## start Data for this task

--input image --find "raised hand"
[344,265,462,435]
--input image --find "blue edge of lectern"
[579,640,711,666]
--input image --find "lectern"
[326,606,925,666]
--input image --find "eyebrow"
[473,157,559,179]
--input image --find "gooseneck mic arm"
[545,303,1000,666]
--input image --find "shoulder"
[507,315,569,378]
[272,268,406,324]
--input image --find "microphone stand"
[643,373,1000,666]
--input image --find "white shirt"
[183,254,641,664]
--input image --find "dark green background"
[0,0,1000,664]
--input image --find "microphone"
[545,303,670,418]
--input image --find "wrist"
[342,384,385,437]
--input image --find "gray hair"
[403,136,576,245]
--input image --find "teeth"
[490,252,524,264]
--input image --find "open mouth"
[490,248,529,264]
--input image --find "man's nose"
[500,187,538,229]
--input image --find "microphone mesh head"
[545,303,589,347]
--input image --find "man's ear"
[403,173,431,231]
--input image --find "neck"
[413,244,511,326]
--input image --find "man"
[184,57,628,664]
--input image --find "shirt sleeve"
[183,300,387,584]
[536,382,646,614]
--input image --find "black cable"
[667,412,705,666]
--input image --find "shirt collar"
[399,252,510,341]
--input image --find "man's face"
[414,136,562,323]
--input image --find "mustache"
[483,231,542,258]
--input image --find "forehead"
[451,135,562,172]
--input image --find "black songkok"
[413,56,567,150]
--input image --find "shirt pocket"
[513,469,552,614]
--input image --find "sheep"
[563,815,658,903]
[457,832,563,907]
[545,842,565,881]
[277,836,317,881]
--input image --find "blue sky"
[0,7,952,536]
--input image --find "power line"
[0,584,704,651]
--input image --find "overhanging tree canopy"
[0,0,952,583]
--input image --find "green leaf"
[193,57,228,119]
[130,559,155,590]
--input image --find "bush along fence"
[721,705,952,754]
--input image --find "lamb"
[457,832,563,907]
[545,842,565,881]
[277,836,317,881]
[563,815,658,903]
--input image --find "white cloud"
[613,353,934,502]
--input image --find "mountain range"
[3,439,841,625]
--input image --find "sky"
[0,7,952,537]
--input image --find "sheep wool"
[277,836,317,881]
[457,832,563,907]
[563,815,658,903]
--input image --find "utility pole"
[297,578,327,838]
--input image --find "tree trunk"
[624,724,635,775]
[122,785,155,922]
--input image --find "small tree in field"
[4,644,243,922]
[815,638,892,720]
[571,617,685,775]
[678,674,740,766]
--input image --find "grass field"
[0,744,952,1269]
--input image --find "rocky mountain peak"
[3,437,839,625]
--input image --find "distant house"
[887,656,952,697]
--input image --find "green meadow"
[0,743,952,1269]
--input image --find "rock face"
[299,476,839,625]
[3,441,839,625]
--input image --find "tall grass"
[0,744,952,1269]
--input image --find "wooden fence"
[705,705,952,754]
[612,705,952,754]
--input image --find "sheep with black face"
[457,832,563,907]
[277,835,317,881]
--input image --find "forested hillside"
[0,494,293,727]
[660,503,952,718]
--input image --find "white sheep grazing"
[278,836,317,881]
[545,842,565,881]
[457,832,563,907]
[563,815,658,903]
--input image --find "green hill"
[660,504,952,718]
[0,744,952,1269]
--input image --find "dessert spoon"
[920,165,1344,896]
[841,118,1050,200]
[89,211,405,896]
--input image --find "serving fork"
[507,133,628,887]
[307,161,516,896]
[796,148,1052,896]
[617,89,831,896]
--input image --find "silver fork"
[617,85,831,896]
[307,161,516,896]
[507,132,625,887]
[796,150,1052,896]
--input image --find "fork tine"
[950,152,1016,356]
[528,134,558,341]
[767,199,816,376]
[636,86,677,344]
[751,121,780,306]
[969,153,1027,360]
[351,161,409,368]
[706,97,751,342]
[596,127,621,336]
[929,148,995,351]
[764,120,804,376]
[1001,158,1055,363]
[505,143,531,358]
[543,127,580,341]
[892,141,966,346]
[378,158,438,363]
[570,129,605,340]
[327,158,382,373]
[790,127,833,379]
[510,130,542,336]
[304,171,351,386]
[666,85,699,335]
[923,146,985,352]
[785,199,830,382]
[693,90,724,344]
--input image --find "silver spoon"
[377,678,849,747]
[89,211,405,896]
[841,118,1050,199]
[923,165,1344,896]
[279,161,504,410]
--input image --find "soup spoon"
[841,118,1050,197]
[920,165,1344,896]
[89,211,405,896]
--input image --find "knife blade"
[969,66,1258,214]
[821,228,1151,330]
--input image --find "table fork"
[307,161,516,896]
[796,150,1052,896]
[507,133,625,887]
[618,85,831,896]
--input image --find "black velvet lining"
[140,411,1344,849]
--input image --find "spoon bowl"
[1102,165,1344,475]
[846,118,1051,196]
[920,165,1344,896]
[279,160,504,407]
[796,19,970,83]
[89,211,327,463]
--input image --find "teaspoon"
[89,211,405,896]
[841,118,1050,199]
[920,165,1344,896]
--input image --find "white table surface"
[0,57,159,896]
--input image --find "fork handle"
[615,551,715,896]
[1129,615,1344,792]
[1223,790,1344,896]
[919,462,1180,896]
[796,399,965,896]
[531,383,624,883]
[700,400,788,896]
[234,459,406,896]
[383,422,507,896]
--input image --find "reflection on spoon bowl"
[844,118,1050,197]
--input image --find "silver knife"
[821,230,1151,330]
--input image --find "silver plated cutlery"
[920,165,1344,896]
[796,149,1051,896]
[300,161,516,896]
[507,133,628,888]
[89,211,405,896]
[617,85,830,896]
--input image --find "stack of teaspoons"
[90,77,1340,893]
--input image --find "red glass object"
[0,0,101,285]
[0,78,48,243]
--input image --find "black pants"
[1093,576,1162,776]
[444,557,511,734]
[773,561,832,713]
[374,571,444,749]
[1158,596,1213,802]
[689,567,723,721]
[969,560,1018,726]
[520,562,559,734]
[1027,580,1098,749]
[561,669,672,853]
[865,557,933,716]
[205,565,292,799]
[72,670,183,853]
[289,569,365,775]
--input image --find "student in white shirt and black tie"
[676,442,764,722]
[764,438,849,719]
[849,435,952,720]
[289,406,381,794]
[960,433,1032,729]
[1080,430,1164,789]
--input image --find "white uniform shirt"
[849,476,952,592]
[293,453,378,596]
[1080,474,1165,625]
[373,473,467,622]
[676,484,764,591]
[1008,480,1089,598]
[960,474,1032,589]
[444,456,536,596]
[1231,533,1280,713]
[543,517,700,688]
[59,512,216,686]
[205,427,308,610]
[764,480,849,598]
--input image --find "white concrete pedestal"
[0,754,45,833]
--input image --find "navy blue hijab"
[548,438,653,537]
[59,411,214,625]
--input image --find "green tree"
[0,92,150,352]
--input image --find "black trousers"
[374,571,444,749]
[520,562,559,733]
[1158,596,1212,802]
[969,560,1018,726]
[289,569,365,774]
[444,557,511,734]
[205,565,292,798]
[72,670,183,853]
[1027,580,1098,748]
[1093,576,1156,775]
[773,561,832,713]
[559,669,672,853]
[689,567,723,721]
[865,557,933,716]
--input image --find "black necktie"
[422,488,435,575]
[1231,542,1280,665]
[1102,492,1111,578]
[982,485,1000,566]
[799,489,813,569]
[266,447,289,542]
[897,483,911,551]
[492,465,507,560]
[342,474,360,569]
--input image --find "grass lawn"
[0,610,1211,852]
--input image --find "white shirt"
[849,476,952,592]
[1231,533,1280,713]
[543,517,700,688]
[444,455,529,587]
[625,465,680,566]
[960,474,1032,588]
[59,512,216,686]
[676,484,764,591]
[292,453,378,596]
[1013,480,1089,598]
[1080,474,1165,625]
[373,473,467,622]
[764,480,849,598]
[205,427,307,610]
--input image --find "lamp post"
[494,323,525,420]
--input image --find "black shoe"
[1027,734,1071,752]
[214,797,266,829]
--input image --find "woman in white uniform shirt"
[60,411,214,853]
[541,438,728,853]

## end Data for this task

§ To do
Retype every line of the entries above verbatim, with no changes.

§ Task response
--input image --find "raised hand"
[344,265,462,435]
--input image --find "blue edge of lectern"
[579,640,711,666]
--input image --find "lectern"
[326,606,925,666]
--input image --find "eyebrow"
[473,157,559,179]
--input image --find "gooseneck mic arm"
[545,303,1000,666]
--input image --find "shoulder"
[507,315,569,378]
[272,268,406,324]
--input image --find "microphone stand"
[643,373,1000,666]
--input image --find "white shirt"
[183,254,641,664]
--input image --find "dark green background"
[0,0,1000,664]
--input image --find "microphone"
[545,303,670,418]
--input image --find "wrist"
[342,384,385,437]
--input image --find "gray hair"
[403,136,576,245]
--input image --find "teeth"
[490,252,524,264]
--input image --find "open mouth"
[490,248,529,264]
--input image --find "man's nose"
[500,187,538,229]
--input image --find "microphone mesh head"
[545,303,589,347]
--input image --find "man's ear"
[403,173,431,231]
--input image --find "neck"
[413,244,511,326]
--input image --find "man"
[184,57,628,664]
--input image --find "shirt sleeve"
[183,300,387,584]
[536,382,646,614]
--input image --find "black cable"
[667,412,705,666]
--input image --find "shirt collar"
[399,252,510,341]
--input image --find "man's face"
[414,136,562,323]
--input image --find "mustache"
[483,231,542,258]
--input image --find "forehead"
[451,135,562,172]
--input image --find "black songkok"
[413,56,567,150]
--input image --find "shirt pocket"
[513,469,552,614]
--input image --find "sheep"
[563,815,658,903]
[457,832,563,907]
[545,842,565,881]
[277,836,317,881]
--input image --find "blue sky"
[0,7,952,536]
--input image --find "power line"
[0,584,704,651]
--input image --find "overhanging tree canopy"
[0,0,952,583]
--input image --find "green leaf"
[193,57,228,119]
[130,559,155,590]
--input image --find "bush along fence"
[721,705,952,754]
--input image --find "lamb"
[457,832,563,907]
[545,842,565,881]
[277,836,317,881]
[563,815,658,903]
--input image --find "white cloud"
[613,353,934,502]
--input image --find "mountain range"
[3,439,841,625]
--input image --find "sky"
[0,7,952,537]
--input image --find "sheep wool"
[277,836,317,881]
[457,832,563,907]
[563,815,658,903]
--input image --find "utility pole"
[297,578,327,838]
--input image --find "tree trunk"
[624,724,635,775]
[122,785,155,922]
--input image --find "small tree in field"
[4,644,243,922]
[815,638,892,720]
[571,617,685,775]
[678,674,740,766]
--input image --find "grass field"
[0,744,952,1269]
--input image --find "rocky mountain peak"
[3,437,839,625]
--input image --find "distant house"
[887,656,952,697]
--input image --find "green meadow"
[0,743,952,1269]
--input image --find "rock face"
[299,476,839,625]
[3,441,839,625]
--input image --find "tall grass"
[0,744,952,1269]
--input image --find "wooden fence"
[705,705,952,754]
[612,705,952,754]
--input image --find "sheep with black face"
[457,832,563,907]
[277,835,317,881]
--input image --find "forested hillside"
[0,494,293,727]
[660,503,952,718]
--input image --find "white sheep grazing"
[278,836,317,881]
[545,842,565,881]
[457,832,563,907]
[563,815,658,903]
--input image --find "green hill"
[660,504,952,718]
[0,744,952,1269]
--input image --find "dessert spoon"
[920,165,1344,896]
[841,118,1050,200]
[89,211,405,896]
--input image --find "serving fork"
[507,133,628,887]
[307,161,516,896]
[796,148,1052,896]
[617,89,831,896]
--input image --find "silver fork"
[617,85,831,896]
[307,161,516,896]
[507,132,625,887]
[796,150,1052,896]
--input image --find "fork tine"
[950,152,1016,356]
[528,134,558,341]
[767,199,816,376]
[636,86,677,344]
[751,121,780,306]
[969,153,1027,360]
[351,161,409,368]
[706,97,751,342]
[596,127,621,336]
[929,148,995,351]
[764,120,804,376]
[1001,158,1055,363]
[505,143,531,358]
[543,127,580,341]
[892,141,966,346]
[378,158,438,363]
[570,129,605,340]
[327,158,382,373]
[790,127,833,379]
[510,130,542,336]
[304,171,351,386]
[666,85,699,335]
[923,146,985,352]
[785,199,830,382]
[693,90,724,344]
--input image --find "silver spoon"
[377,678,849,747]
[89,211,405,896]
[841,118,1050,199]
[923,165,1344,896]
[279,161,504,410]
--input image --find "soup spoon"
[841,118,1050,197]
[920,165,1344,896]
[89,211,405,896]
--input image --find "knife blade"
[969,66,1258,214]
[821,228,1151,330]
--input image --find "table fork"
[307,161,516,896]
[796,150,1052,896]
[507,133,625,887]
[618,85,831,896]
--input image --find "black velvet lining"
[140,411,1344,849]
--input image --find "spoon bowl"
[1102,165,1344,475]
[846,118,1051,196]
[920,165,1344,896]
[279,160,504,407]
[796,19,970,83]
[89,211,327,463]
--input image --find "teaspoon"
[89,211,405,896]
[841,118,1050,199]
[920,165,1344,896]
--input image --find "white table surface"
[0,57,159,896]
--input image --find "fork handle"
[615,551,715,896]
[1129,615,1344,792]
[1223,790,1344,896]
[919,462,1180,896]
[796,399,965,896]
[531,383,624,883]
[700,400,788,896]
[234,459,406,896]
[383,422,507,896]
--input image --find "reflection on spoon bowl"
[844,118,1050,197]
--input image --find "silver knife"
[821,230,1151,330]
--input image --find "silver plated cutlery"
[920,165,1344,896]
[796,149,1051,896]
[300,161,516,896]
[507,133,628,888]
[89,211,405,896]
[617,85,830,896]
--input image --find "stack of teaspoons"
[90,77,1340,893]
--input image --find "red glass object"
[0,0,101,285]
[0,78,48,243]
--input image --find "black pants"
[1093,576,1162,776]
[444,557,511,734]
[773,561,832,713]
[374,571,444,749]
[1158,596,1213,802]
[689,567,723,721]
[969,560,1018,726]
[520,562,559,734]
[1027,580,1098,749]
[561,669,672,853]
[865,557,933,716]
[205,565,292,799]
[72,670,183,853]
[289,569,365,775]
--input image --find "student in white shirt and black tie"
[676,442,764,722]
[764,438,849,719]
[849,435,952,720]
[289,406,381,794]
[960,433,1032,729]
[1080,430,1164,789]
--input image --find "white uniform shirt"
[849,476,952,592]
[293,453,378,596]
[1080,474,1165,625]
[373,473,467,622]
[676,484,764,591]
[1008,480,1089,598]
[960,474,1032,589]
[444,456,536,596]
[1231,533,1280,713]
[543,517,700,688]
[59,512,216,686]
[205,427,308,610]
[764,480,849,598]
--input image --find "white concrete pedestal"
[0,754,45,833]
--input image --find "navy blue hijab"
[548,438,653,537]
[59,411,214,625]
--input image --find "green tree"
[0,92,150,352]
--input image --find "black trousers"
[374,571,444,749]
[520,562,559,733]
[1158,596,1212,802]
[969,560,1018,726]
[289,569,365,774]
[444,557,511,734]
[205,565,292,798]
[72,670,183,853]
[1027,580,1098,748]
[1093,576,1156,775]
[773,561,832,713]
[559,669,672,853]
[689,567,723,721]
[865,557,933,716]
--input image --find "black necktie"
[422,488,435,575]
[1231,542,1280,665]
[1102,492,1111,578]
[982,485,1000,566]
[799,489,813,569]
[266,447,289,542]
[897,483,911,551]
[492,465,507,560]
[342,474,360,569]
--input image --find "grass lawn"
[0,610,1211,852]
--input image --find "white shirt"
[849,476,952,592]
[1231,533,1280,713]
[543,517,700,688]
[444,455,529,587]
[625,465,680,566]
[960,474,1032,588]
[59,512,216,686]
[676,484,764,591]
[292,453,378,596]
[1013,480,1089,598]
[1080,474,1165,625]
[373,473,467,622]
[764,480,849,598]
[205,427,307,610]
--input image --find "lamp post"
[494,323,525,420]
--input image --find "black shoe"
[1027,734,1071,752]
[214,797,266,829]
--input image --find "woman in white uniform shirt"
[60,411,214,853]
[541,438,728,853]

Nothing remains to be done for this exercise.